Leaving the pictures aside, restate all of the data exactly.

Saved entries:
== Segment start ==

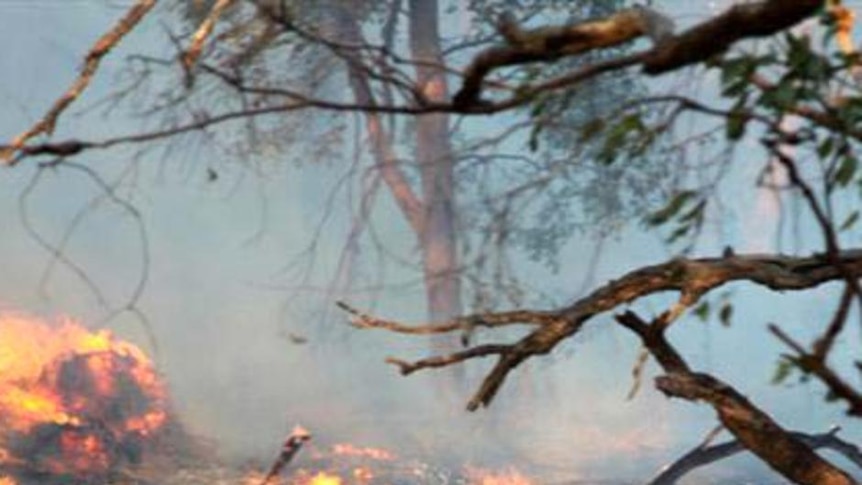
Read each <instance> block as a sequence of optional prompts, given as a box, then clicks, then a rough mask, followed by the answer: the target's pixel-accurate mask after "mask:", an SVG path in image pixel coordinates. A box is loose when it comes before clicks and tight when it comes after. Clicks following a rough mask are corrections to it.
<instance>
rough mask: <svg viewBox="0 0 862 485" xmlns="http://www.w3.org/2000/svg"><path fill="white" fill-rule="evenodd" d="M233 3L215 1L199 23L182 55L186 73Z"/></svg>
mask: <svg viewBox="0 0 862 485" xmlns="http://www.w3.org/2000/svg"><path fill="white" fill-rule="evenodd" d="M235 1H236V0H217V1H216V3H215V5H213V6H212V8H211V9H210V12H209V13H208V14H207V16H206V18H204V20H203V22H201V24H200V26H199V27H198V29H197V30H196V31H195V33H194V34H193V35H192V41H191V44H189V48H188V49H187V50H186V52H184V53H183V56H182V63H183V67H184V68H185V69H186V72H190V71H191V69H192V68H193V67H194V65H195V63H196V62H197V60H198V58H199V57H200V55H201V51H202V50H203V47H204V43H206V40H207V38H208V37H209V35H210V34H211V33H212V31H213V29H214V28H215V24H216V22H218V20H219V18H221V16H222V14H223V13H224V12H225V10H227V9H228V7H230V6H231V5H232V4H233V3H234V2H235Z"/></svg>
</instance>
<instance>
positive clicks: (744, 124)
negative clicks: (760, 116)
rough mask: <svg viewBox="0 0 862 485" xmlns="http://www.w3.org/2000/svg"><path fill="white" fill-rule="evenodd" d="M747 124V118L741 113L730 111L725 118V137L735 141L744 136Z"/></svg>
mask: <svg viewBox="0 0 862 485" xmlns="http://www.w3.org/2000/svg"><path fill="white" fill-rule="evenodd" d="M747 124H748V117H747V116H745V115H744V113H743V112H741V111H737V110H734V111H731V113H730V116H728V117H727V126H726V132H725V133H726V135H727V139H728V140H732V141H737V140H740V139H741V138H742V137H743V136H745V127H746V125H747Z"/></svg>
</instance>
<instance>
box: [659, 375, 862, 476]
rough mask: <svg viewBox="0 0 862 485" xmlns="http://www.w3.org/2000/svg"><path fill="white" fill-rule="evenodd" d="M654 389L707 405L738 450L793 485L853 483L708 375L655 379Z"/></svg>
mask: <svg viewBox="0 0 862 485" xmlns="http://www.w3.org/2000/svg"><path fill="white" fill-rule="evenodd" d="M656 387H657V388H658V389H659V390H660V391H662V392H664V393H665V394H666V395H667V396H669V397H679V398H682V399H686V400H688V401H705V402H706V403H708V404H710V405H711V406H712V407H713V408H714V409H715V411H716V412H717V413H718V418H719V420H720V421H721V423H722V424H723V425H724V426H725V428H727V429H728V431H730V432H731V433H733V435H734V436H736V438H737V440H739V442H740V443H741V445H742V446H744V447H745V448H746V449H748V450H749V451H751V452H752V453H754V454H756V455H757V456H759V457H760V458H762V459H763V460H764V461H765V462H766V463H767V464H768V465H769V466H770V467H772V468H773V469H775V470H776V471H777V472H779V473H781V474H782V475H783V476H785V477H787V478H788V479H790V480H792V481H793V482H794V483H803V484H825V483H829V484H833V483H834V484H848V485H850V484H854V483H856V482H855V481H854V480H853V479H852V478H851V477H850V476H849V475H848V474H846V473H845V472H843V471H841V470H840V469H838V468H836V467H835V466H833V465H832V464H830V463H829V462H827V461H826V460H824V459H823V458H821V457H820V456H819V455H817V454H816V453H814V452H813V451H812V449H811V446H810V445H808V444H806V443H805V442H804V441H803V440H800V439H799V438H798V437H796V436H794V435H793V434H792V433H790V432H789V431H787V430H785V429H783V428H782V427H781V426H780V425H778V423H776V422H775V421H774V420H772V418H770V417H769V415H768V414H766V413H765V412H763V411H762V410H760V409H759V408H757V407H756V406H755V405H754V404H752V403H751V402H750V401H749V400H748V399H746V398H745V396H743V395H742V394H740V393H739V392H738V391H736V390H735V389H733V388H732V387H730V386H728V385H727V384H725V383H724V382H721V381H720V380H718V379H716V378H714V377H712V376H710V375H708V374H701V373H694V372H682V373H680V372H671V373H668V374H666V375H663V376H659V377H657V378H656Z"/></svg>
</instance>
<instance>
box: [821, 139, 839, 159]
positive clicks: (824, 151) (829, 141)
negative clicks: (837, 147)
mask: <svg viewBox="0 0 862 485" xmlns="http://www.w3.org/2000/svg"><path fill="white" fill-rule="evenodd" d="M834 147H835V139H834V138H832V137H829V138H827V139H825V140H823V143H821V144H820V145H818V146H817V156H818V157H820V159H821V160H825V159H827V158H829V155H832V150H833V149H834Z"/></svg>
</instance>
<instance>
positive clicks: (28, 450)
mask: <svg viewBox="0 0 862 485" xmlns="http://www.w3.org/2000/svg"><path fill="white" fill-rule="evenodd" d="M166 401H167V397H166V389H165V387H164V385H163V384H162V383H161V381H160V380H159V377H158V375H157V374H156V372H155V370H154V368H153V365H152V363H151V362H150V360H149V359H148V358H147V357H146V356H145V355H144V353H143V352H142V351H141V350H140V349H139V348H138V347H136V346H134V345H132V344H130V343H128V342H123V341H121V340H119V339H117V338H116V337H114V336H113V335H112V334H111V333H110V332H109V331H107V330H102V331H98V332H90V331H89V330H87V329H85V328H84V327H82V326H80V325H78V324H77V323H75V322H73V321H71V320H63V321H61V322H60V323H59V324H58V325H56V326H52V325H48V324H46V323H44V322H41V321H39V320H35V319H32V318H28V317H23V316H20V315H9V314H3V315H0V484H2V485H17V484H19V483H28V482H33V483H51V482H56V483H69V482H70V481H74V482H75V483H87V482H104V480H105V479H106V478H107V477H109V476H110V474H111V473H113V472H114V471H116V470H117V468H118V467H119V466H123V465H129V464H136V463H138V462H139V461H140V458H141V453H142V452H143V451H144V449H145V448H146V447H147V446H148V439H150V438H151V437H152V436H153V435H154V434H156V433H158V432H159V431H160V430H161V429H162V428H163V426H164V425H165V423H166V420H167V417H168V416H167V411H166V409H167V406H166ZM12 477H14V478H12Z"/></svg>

== Segment end ==

## [EXERCISE OUTPUT]
Read each <instance> block as a sequence of optional prompts, given as a box, then clicks, then a rough mask, followed by the answer: the target's pixel-accurate mask after "mask:", an SVG path in image pixel coordinates. A box is loose when it comes before clicks and tight when it comes after. Clicks following a rough mask are corrections to it.
<instance>
rough mask: <svg viewBox="0 0 862 485" xmlns="http://www.w3.org/2000/svg"><path fill="white" fill-rule="evenodd" d="M233 3L215 1L199 23L182 55L186 73Z"/></svg>
mask: <svg viewBox="0 0 862 485" xmlns="http://www.w3.org/2000/svg"><path fill="white" fill-rule="evenodd" d="M235 1H236V0H217V1H216V3H215V5H213V6H212V8H211V9H210V12H209V13H208V14H207V16H206V18H204V20H203V22H201V24H200V26H199V27H198V29H197V30H196V31H195V33H194V34H193V35H192V41H191V44H189V48H188V49H187V50H186V52H184V53H183V56H182V63H183V67H184V68H185V69H186V72H190V71H191V69H192V68H193V67H194V65H195V63H196V62H197V60H198V58H199V57H200V55H201V51H202V50H203V47H204V43H206V40H207V38H208V37H209V35H210V34H211V33H212V31H213V29H214V28H215V24H216V22H218V20H219V18H221V16H222V14H223V13H224V12H225V10H227V9H228V7H230V6H231V5H232V4H233V3H234V2H235Z"/></svg>
</instance>
<instance>
positive clicks: (744, 124)
negative clicks: (760, 116)
rough mask: <svg viewBox="0 0 862 485" xmlns="http://www.w3.org/2000/svg"><path fill="white" fill-rule="evenodd" d="M747 124V118L741 113L730 111L725 118V137L735 141L744 136Z"/></svg>
mask: <svg viewBox="0 0 862 485" xmlns="http://www.w3.org/2000/svg"><path fill="white" fill-rule="evenodd" d="M747 124H748V117H747V116H745V115H744V113H743V112H741V111H737V110H734V111H731V113H730V116H728V117H727V126H726V132H725V133H726V135H727V139H728V140H732V141H737V140H740V139H741V138H742V137H743V136H745V127H746V125H747Z"/></svg>
</instance>
<instance>
box: [659, 375, 862, 476]
rough mask: <svg viewBox="0 0 862 485" xmlns="http://www.w3.org/2000/svg"><path fill="white" fill-rule="evenodd" d="M654 389L707 405L738 450L793 485L853 483L708 375L655 379Z"/></svg>
mask: <svg viewBox="0 0 862 485" xmlns="http://www.w3.org/2000/svg"><path fill="white" fill-rule="evenodd" d="M656 387H657V388H658V389H659V390H660V391H662V392H664V393H665V394H666V395H667V396H669V397H679V398H682V399H686V400H688V401H705V402H706V403H708V404H710V405H711V406H712V407H713V408H714V409H715V411H716V412H717V413H718V418H719V420H720V421H721V423H722V424H723V425H724V426H725V428H727V429H728V431H730V432H731V433H733V435H734V436H736V438H737V440H739V442H740V443H741V445H742V446H744V447H745V448H746V449H748V450H749V451H751V452H752V453H754V454H756V455H757V456H759V457H760V458H762V459H763V460H764V461H765V462H766V463H767V464H768V465H769V466H770V467H772V468H773V469H775V470H776V471H777V472H779V473H781V474H782V475H783V476H785V477H787V478H788V479H790V480H792V481H793V482H794V483H803V484H825V483H829V484H833V483H834V484H848V485H850V484H854V483H856V482H855V481H854V480H853V479H852V478H851V477H850V476H849V475H848V474H846V473H845V472H843V471H841V470H840V469H838V468H836V467H835V466H833V465H832V464H830V463H829V462H827V461H826V460H824V459H823V458H821V457H820V456H819V455H817V454H816V453H814V452H813V451H812V449H811V446H810V445H808V444H806V443H805V442H804V441H803V440H800V439H799V438H798V437H796V436H794V435H793V434H792V433H790V432H789V431H787V430H785V429H783V428H782V427H781V426H780V425H778V423H776V422H775V421H774V420H772V418H770V417H769V415H768V414H766V413H765V412H763V411H762V410H760V409H759V408H757V407H756V406H755V405H754V404H752V403H751V402H750V401H749V400H748V399H746V398H745V396H743V395H742V394H740V393H739V392H738V391H736V390H735V389H733V388H732V387H730V386H728V385H727V384H725V383H724V382H721V381H720V380H718V379H716V378H714V377H712V376H710V375H708V374H701V373H694V372H682V373H680V372H671V373H668V374H666V375H663V376H659V377H657V378H656Z"/></svg>
</instance>
<instance>
box: [821, 139, 839, 159]
positive clicks: (824, 151) (829, 141)
negative clicks: (837, 147)
mask: <svg viewBox="0 0 862 485" xmlns="http://www.w3.org/2000/svg"><path fill="white" fill-rule="evenodd" d="M834 147H835V139H834V138H832V137H829V138H827V139H825V140H823V143H821V144H820V145H818V146H817V156H818V157H820V159H821V160H825V159H827V158H829V155H832V150H833V149H834Z"/></svg>
</instance>
<instance>
positive clicks: (28, 450)
mask: <svg viewBox="0 0 862 485" xmlns="http://www.w3.org/2000/svg"><path fill="white" fill-rule="evenodd" d="M166 401H167V397H166V389H165V387H164V385H163V384H162V383H161V381H160V380H159V377H158V375H157V374H156V372H155V370H154V368H153V365H152V363H151V362H150V360H149V359H148V358H147V357H146V356H145V355H144V353H143V352H142V351H141V350H140V349H139V348H138V347H136V346H134V345H132V344H130V343H128V342H123V341H121V340H119V339H117V338H116V337H114V336H113V335H112V334H111V333H110V332H109V331H107V330H102V331H98V332H90V331H89V330H87V329H85V328H84V327H82V326H80V325H78V324H77V323H75V322H73V321H71V320H63V321H61V322H60V323H59V324H58V325H56V326H52V325H48V324H46V323H44V322H41V321H39V320H35V319H32V318H28V317H23V316H20V315H9V314H3V315H0V484H2V485H17V484H19V483H28V482H33V483H51V482H56V483H69V482H70V481H74V482H75V483H87V482H104V480H105V479H106V478H107V477H109V476H110V474H111V473H113V472H114V471H116V470H117V468H118V467H119V466H123V465H129V464H136V463H138V462H139V461H140V458H141V453H142V452H143V451H144V449H145V448H146V447H147V446H148V439H150V438H151V437H152V436H153V435H154V434H156V433H158V432H159V431H160V430H161V429H162V428H163V426H164V425H165V423H166V420H167V417H168V416H167V411H166V409H167V406H166ZM12 477H14V478H12Z"/></svg>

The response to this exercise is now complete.